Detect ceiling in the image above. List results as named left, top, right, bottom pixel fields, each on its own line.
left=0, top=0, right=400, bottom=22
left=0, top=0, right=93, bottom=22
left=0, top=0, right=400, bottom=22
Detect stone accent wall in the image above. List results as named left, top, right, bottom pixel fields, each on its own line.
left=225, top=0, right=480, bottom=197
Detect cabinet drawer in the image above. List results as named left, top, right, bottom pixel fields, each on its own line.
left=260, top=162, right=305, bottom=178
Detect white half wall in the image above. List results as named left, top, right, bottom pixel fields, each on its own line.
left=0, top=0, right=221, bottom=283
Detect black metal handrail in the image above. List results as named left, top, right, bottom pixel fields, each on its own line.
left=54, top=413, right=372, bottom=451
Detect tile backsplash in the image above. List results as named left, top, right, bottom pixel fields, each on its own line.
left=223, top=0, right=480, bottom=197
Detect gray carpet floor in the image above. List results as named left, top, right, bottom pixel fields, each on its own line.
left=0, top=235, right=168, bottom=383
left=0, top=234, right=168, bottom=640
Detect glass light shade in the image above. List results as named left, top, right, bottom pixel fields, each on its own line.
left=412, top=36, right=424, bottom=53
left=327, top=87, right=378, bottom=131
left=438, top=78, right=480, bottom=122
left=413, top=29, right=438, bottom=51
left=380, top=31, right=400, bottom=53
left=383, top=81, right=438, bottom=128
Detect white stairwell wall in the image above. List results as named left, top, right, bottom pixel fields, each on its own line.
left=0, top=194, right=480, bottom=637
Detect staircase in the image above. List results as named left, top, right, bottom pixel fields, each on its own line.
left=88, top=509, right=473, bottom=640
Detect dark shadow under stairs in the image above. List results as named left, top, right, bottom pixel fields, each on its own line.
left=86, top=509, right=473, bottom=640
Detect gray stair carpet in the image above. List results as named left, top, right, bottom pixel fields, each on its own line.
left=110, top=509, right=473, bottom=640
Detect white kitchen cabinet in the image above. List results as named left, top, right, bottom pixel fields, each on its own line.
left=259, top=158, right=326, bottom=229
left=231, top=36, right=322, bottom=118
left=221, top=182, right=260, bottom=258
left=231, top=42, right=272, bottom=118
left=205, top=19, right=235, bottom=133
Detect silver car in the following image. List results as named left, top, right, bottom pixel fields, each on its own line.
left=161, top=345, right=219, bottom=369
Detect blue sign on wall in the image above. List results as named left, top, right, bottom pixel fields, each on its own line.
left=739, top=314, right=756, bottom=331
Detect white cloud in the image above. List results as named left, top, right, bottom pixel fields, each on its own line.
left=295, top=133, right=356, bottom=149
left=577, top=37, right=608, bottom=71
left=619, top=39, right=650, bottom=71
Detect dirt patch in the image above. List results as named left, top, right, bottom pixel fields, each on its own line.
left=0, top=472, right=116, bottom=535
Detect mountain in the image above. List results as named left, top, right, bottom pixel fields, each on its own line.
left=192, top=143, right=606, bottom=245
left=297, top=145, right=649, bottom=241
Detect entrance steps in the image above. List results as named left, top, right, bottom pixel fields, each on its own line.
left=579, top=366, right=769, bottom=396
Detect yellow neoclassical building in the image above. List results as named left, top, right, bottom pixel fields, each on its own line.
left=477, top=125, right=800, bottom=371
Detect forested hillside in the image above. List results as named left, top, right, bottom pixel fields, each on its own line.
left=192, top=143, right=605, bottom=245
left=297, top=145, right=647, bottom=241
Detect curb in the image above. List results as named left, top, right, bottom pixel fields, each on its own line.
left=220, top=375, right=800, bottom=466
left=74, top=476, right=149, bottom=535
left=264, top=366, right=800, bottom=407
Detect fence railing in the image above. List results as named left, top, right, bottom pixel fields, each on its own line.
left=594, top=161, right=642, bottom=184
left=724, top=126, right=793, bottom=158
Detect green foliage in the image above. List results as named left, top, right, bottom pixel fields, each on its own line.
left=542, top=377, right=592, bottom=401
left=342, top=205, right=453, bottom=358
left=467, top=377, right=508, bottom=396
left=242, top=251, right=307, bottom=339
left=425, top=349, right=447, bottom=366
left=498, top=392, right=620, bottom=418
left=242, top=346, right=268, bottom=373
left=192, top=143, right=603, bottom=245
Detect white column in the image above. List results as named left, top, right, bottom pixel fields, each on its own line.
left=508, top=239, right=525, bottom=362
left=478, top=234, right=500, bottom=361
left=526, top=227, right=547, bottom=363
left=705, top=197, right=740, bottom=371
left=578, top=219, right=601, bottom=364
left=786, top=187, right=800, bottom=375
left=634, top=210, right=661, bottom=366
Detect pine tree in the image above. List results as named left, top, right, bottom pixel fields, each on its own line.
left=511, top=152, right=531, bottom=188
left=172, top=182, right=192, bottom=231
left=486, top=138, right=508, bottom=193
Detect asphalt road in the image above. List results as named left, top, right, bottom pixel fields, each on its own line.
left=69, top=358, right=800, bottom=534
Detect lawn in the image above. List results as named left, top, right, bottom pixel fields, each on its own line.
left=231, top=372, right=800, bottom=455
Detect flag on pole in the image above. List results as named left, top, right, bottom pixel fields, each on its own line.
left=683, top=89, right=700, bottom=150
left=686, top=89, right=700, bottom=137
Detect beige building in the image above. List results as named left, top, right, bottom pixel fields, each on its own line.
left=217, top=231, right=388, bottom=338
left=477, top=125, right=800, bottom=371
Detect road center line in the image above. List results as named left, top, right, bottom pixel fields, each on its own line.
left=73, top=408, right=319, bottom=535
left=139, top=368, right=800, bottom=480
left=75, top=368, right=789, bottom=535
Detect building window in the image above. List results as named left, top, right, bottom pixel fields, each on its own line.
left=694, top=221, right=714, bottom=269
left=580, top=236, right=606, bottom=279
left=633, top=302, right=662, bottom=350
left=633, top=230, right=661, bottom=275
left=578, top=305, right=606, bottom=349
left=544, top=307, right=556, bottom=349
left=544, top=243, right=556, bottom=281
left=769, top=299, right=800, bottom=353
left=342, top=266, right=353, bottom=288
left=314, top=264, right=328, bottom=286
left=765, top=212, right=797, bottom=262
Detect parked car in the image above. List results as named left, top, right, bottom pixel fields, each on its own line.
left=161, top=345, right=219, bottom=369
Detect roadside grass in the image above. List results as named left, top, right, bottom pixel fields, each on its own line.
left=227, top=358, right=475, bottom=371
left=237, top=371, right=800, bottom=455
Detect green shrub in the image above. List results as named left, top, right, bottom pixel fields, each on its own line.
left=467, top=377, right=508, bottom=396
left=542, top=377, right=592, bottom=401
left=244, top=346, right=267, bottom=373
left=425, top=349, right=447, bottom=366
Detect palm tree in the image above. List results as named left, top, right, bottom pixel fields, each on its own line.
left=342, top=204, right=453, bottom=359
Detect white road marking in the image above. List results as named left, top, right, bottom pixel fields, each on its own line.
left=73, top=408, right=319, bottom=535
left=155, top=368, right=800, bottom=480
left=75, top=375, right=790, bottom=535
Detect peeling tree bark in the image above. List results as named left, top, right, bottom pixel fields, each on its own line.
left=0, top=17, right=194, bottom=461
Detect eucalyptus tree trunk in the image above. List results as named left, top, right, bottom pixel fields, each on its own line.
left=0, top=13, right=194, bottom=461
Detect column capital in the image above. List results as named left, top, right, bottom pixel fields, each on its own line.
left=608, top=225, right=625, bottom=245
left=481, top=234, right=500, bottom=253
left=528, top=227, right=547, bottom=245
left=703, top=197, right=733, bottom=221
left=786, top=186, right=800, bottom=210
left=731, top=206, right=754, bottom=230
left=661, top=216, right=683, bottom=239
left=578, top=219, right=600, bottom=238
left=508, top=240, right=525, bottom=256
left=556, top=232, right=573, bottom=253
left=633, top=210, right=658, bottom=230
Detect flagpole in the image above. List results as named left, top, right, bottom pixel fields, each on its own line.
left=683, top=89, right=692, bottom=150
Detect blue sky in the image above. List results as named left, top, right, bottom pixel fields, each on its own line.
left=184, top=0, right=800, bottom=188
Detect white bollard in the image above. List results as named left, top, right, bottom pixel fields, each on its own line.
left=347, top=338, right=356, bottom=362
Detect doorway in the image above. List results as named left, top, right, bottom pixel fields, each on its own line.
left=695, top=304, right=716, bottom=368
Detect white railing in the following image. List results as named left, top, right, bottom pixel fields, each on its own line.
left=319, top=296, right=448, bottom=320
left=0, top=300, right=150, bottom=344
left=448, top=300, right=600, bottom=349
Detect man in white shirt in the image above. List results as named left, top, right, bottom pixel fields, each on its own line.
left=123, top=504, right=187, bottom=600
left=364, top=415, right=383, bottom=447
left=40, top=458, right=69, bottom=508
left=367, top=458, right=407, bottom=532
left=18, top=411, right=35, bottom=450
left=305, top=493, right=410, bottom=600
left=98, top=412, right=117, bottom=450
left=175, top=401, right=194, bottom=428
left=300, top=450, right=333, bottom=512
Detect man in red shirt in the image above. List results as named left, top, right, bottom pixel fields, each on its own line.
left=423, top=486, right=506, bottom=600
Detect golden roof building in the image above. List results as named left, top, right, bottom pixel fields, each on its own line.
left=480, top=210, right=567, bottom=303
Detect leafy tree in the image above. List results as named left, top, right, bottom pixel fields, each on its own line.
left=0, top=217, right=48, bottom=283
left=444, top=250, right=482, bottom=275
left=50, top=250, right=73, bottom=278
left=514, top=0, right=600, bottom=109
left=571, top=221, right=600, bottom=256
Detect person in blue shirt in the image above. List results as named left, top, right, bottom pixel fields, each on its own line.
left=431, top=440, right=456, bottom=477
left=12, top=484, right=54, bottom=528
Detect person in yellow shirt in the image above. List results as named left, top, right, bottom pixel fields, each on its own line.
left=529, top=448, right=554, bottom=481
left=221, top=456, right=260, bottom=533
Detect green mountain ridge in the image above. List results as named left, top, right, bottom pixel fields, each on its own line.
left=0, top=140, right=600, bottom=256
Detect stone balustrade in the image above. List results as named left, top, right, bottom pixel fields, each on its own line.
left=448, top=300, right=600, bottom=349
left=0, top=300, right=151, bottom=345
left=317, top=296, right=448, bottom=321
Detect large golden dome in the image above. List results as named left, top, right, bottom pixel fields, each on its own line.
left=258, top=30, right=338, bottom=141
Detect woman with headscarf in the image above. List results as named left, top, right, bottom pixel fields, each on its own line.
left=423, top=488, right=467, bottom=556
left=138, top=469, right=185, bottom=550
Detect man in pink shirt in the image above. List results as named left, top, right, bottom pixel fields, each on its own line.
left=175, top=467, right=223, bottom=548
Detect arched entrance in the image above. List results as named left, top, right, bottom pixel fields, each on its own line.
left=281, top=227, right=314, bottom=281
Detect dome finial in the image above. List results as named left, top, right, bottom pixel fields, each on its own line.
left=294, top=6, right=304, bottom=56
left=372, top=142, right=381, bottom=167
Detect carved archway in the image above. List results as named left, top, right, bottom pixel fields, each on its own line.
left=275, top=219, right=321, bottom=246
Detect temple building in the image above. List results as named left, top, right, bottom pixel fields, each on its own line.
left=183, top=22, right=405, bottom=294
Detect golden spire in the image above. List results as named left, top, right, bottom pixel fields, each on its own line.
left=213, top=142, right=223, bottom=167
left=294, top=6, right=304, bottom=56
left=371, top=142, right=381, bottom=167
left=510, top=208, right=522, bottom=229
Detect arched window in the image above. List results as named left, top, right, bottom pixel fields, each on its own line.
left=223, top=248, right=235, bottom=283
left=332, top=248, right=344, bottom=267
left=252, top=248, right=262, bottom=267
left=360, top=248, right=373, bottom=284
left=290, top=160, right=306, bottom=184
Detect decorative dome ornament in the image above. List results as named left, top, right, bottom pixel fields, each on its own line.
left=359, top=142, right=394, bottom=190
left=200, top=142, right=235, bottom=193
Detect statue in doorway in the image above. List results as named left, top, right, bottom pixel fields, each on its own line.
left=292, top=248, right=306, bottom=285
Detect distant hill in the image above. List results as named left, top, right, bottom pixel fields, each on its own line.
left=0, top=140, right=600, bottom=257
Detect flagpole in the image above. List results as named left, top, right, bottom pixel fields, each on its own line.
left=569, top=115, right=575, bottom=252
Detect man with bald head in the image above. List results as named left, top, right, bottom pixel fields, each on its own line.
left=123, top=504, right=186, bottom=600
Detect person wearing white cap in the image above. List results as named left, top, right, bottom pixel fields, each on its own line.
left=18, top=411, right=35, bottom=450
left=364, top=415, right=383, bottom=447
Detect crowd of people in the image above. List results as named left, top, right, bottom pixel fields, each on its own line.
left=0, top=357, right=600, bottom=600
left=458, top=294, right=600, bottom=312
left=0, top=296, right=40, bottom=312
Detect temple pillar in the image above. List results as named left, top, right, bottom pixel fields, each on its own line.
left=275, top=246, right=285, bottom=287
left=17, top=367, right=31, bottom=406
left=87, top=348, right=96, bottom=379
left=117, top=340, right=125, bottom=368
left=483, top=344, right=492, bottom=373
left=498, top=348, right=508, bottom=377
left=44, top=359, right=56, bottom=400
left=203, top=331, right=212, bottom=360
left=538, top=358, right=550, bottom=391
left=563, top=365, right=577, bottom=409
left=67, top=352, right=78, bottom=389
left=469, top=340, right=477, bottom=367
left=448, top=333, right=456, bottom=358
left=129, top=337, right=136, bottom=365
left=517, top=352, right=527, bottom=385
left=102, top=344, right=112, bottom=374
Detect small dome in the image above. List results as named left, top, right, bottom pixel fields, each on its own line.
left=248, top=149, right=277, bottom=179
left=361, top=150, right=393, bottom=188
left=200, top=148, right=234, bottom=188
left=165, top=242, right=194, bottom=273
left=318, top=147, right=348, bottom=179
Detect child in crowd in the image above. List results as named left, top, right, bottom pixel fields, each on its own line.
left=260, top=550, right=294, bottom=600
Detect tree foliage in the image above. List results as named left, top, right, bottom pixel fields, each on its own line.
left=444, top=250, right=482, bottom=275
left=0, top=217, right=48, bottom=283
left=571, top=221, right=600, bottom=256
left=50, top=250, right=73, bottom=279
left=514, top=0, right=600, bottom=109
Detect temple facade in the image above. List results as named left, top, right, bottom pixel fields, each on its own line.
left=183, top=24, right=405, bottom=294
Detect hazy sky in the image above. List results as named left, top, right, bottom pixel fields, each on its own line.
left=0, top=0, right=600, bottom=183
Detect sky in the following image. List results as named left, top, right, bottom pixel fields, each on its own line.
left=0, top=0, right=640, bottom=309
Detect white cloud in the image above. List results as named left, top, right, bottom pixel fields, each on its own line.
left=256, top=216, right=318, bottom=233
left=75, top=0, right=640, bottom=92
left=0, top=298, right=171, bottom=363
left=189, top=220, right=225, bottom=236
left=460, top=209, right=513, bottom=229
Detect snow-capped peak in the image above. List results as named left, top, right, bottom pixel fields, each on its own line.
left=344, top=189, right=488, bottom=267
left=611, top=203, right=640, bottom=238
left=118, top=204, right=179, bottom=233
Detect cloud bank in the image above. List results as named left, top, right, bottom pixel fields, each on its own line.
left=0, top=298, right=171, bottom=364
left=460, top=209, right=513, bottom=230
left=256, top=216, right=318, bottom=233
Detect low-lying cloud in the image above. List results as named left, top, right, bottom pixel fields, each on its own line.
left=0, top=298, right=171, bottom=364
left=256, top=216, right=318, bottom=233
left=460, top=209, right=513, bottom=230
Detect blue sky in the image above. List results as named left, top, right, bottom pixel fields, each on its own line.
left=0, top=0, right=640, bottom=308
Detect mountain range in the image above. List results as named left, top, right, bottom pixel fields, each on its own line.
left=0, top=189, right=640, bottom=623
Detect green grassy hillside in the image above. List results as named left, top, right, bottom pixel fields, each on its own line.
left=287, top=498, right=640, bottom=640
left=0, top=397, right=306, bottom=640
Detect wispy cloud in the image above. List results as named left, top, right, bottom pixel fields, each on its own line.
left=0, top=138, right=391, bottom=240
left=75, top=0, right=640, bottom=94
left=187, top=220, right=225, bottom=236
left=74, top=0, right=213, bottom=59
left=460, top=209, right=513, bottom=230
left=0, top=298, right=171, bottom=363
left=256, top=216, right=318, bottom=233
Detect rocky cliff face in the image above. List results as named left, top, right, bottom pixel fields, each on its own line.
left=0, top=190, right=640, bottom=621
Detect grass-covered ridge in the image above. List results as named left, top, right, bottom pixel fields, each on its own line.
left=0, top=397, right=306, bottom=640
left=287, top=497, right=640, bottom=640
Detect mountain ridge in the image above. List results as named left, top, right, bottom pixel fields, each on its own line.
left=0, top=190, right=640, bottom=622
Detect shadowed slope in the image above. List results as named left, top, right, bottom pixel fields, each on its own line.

---*---

__Set task__
Please rewrite the entries from the line that has "Detect person in yellow" through the line that has "left=0, top=140, right=600, bottom=256", changing "yellow shirt" to "red jacket" and leaving everything else as it is.

__Exercise response__
Detect person in red jacket in the image above. List results as named left, top, right, bottom pixel fields, each on its own line.
left=529, top=448, right=554, bottom=481
left=221, top=456, right=260, bottom=533
Detect green mountain ridge in the image above. List results as named left, top, right, bottom pixel fields, each on its own line.
left=0, top=140, right=600, bottom=256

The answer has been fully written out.